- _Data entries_
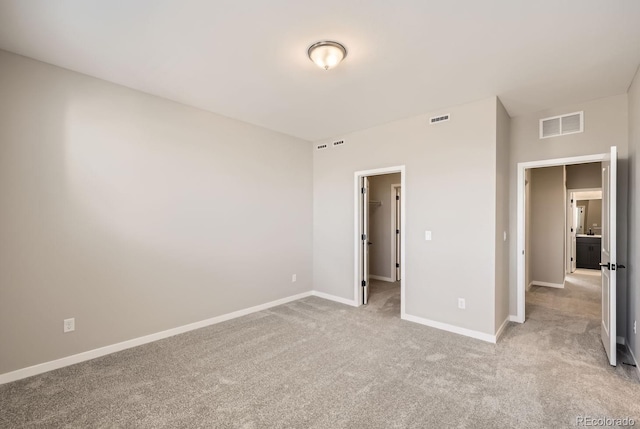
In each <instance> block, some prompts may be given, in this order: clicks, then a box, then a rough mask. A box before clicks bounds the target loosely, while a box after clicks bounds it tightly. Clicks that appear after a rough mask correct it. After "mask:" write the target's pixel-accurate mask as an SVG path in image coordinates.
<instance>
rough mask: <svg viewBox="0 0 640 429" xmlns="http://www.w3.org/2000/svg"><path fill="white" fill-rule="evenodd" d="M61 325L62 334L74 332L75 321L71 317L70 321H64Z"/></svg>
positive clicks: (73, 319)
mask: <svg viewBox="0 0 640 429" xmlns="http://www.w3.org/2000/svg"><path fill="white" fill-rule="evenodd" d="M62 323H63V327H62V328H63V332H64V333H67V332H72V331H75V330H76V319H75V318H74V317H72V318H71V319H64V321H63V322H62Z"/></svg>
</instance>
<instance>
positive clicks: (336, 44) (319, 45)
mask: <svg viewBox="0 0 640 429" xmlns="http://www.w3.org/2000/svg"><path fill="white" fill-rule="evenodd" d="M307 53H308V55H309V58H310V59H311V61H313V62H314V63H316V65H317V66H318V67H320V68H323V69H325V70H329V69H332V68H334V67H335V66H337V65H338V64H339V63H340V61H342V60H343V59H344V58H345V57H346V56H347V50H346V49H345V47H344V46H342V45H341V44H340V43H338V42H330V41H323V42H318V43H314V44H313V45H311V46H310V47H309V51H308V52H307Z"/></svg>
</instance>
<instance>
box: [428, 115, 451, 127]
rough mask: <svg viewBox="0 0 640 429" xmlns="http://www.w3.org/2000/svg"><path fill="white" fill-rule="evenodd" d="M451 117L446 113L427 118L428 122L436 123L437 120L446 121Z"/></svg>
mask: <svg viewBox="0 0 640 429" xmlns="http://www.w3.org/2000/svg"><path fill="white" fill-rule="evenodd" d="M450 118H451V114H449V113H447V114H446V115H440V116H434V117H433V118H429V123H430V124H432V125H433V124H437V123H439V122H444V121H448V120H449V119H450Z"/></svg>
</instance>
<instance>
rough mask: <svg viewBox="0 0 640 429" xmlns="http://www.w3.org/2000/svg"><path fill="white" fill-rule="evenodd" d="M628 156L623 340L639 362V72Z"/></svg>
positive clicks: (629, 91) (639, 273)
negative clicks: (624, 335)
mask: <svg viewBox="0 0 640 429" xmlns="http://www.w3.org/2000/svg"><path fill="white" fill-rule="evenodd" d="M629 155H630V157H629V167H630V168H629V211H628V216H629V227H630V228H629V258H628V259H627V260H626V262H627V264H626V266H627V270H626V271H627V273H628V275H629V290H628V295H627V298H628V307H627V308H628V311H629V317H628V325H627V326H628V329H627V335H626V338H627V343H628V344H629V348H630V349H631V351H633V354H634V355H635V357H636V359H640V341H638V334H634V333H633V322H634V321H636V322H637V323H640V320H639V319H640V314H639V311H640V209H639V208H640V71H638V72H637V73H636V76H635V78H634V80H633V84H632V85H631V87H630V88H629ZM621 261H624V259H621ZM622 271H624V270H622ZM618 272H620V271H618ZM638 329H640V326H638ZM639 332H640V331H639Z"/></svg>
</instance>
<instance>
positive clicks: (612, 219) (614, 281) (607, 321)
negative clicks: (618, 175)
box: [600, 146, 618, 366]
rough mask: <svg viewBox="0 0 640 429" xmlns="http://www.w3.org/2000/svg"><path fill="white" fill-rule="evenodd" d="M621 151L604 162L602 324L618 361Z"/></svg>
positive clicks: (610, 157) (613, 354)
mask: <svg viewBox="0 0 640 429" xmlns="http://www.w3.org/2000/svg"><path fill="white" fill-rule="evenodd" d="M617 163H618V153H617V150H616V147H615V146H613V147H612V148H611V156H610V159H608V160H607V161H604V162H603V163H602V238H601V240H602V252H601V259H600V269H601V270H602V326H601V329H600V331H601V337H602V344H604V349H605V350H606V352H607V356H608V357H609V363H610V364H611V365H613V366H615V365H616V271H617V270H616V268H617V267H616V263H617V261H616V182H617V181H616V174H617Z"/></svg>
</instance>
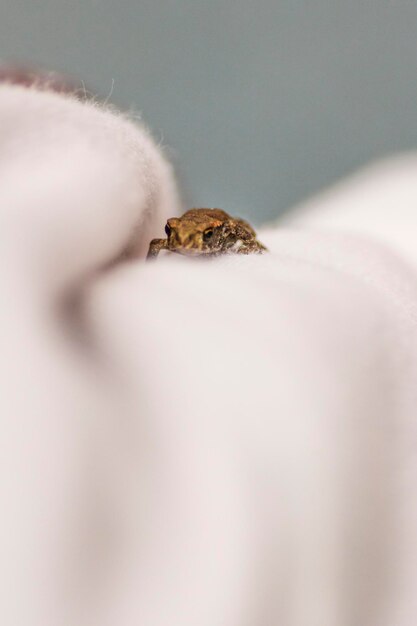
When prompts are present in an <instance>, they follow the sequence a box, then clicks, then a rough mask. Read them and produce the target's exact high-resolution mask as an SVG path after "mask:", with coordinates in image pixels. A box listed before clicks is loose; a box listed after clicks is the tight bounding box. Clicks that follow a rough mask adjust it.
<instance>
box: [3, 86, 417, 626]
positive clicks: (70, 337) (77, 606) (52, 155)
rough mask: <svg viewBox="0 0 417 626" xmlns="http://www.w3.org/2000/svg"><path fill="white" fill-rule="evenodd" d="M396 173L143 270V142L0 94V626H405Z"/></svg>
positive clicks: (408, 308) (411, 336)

- _WHAT THE EXERCISE ASKS_
Output every record above verbatim, excluding images.

- _RESPONSE BOX_
In each <instance> block, some prompts may be given, in this order: clicks, then a box, then a rough mask. A box before clicks bounds the target loosely, while a box after clicks bounds it tightly. Clicks that appear after a rough mask correct it. After "mask:" write the target's pixel-accurate mask as an SVG path in image coordinates.
<instance>
rough mask: <svg viewBox="0 0 640 429" xmlns="http://www.w3.org/2000/svg"><path fill="white" fill-rule="evenodd" d="M61 325L62 334L74 332L75 321L71 317L70 321H64Z"/></svg>
positive clicks: (73, 319)
mask: <svg viewBox="0 0 640 429" xmlns="http://www.w3.org/2000/svg"><path fill="white" fill-rule="evenodd" d="M62 323H63V327H62V328H63V332H64V333H67V332H72V331H75V330H76V319H75V318H74V317H72V318H71V319H64V321H63V322H62Z"/></svg>
</instance>
<instance>
positive clicks: (336, 44) (319, 45)
mask: <svg viewBox="0 0 640 429" xmlns="http://www.w3.org/2000/svg"><path fill="white" fill-rule="evenodd" d="M307 53H308V55H309V58H310V59H311V61H313V62H314V63H316V65H317V66H318V67H320V68H323V69H325V70H329V69H332V68H334V67H335V66H337V65H338V64H339V63H340V61H342V60H343V59H344V58H345V57H346V56H347V50H346V49H345V47H344V46H342V45H341V44H340V43H338V42H330V41H323V42H318V43H314V44H313V45H311V46H310V47H309V51H308V52H307Z"/></svg>
</instance>
<instance>
box: [428, 115, 451, 127]
rough mask: <svg viewBox="0 0 640 429" xmlns="http://www.w3.org/2000/svg"><path fill="white" fill-rule="evenodd" d="M451 117L446 113L427 118L428 122L436 123L437 120L446 121Z"/></svg>
mask: <svg viewBox="0 0 640 429" xmlns="http://www.w3.org/2000/svg"><path fill="white" fill-rule="evenodd" d="M450 118H451V114H449V113H447V114H446V115H440V116H434V117H433V118H429V123H430V124H432V125H433V124H437V123H439V122H444V121H448V120H449V119H450Z"/></svg>
</instance>
<instance>
rough mask: <svg viewBox="0 0 640 429" xmlns="http://www.w3.org/2000/svg"><path fill="white" fill-rule="evenodd" d="M628 156L623 340L639 362V72Z"/></svg>
positive clicks: (629, 91) (639, 273)
negative clicks: (624, 335)
mask: <svg viewBox="0 0 640 429" xmlns="http://www.w3.org/2000/svg"><path fill="white" fill-rule="evenodd" d="M629 155H630V157H629V167H630V168H629V211H628V216H629V227H630V228H629V258H628V259H627V260H626V262H627V264H626V266H627V270H626V271H627V273H628V275H629V290H628V295H627V298H628V307H627V308H628V311H629V317H628V325H627V326H628V329H627V335H626V338H627V343H628V344H629V348H630V349H631V351H633V354H634V355H635V357H636V359H640V341H638V334H634V333H633V322H634V321H636V322H637V323H640V320H639V319H640V314H639V311H640V209H639V208H640V71H638V72H637V73H636V76H635V78H634V80H633V84H632V85H631V87H630V88H629ZM621 261H624V259H621ZM622 271H624V270H622ZM618 272H620V271H618ZM638 329H640V326H638ZM639 332H640V331H639Z"/></svg>
</instance>
<instance>
positive clicks: (612, 219) (614, 281) (607, 321)
negative clicks: (618, 175)
box: [600, 146, 618, 366]
rough mask: <svg viewBox="0 0 640 429" xmlns="http://www.w3.org/2000/svg"><path fill="white" fill-rule="evenodd" d="M621 151L604 162L602 324L618 361Z"/></svg>
positive clicks: (610, 157) (613, 354)
mask: <svg viewBox="0 0 640 429" xmlns="http://www.w3.org/2000/svg"><path fill="white" fill-rule="evenodd" d="M617 163H618V153H617V150H616V147H615V146H613V147H612V148H611V156H610V159H608V160H607V161H604V162H603V163H602V238H601V240H602V252H601V259H600V269H601V270H602V326H601V329H600V331H601V337H602V344H604V349H605V350H606V352H607V356H608V357H609V363H610V364H611V365H613V366H615V365H616V271H617V270H616V268H617V267H616V263H617V261H616V182H617V181H616V174H617Z"/></svg>
</instance>
When prompts are present in an <instance>, they follow the sequence a box, then clicks, then a rough mask. Read them and produce the target's exact high-resolution mask as an SVG path after "mask:", with coordinates in image pixels. A box listed before clicks is loose; a box listed after clicks is the tight bounding box. Clicks that follow a rough mask adjust it.
<instance>
box: [3, 86, 417, 626]
positive clicks: (70, 337) (77, 606) (52, 155)
rough mask: <svg viewBox="0 0 417 626" xmlns="http://www.w3.org/2000/svg"><path fill="white" fill-rule="evenodd" d="M396 173L143 270V142L0 94V626H405Z"/></svg>
positive clicks: (408, 308) (411, 336)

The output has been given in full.